# ЧТО НУЖНО СДЕЛАТЬ
Перепечатайте без изменений часть отрывка о Горьком и Шаляпине, начиная со слов «Право же, удивительное» и заканчивая словами «их три десяти­летия.».

# ТЕКСТ ДЛЯ РАБОТЫ
━━━━

Право же, удивительное письмо! В нем дан крат­кий и в то же время очень емкий, осязаемый порт­рет молодого Шаляпина поры его расцвета. Но при этом вольно или невольно вырисовывается и облик самого Горького, здесь же и ключ к пониманию пре­красных, но и достаточно сложных взаимоотноше­ний писателя и артиста, связывавших их три десяти­летия.

В самом деле, что привело Горького в восхище­ние, когда он сблизился с Шаляпиным? Сценичес­кий талант, природный ум, готовность к обще­нию — это безусловно. Но самое главное и радостное открытие для Горького: в Шаляпине он нашел под­тверждение своих взглядов: «Я убедился еще раз...» В чем же?

Вновь цитируем письмо: «Не нужно многому учиться, чтобы много понимать...»

━━━━

# ИСХОДНЫЕ ДАННЫЕ
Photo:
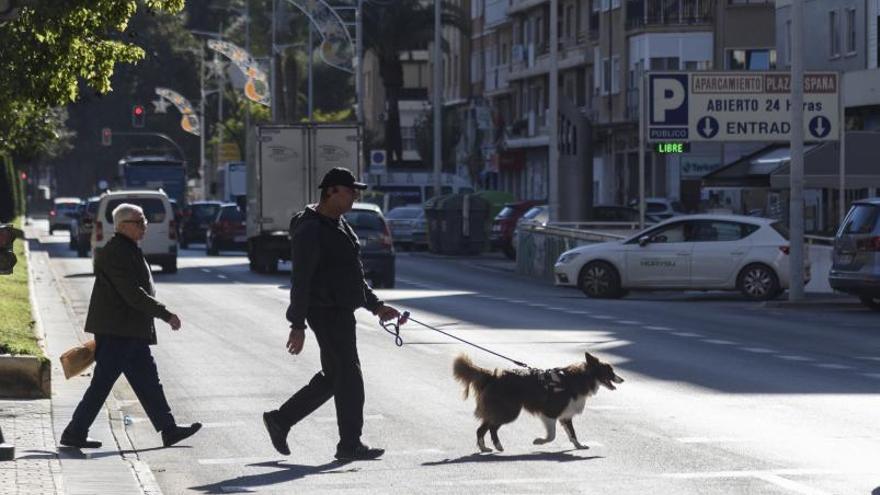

━━━━

# ОТВЕТ К ЗАДАНИЮ
Право же, удивительное письмо! В нем дан крат­кий и в то же время очень емкий, осязаемый порт­рет молодого Шаляпина поры его расцвета. Но при этом вольно или невольно вырисовывается и облик самого Горького, здесь же и ключ к пониманию пре­красных, но и достаточно сложных взаимоотноше­ний писателя и артиста, связывавших их три десяти­летия.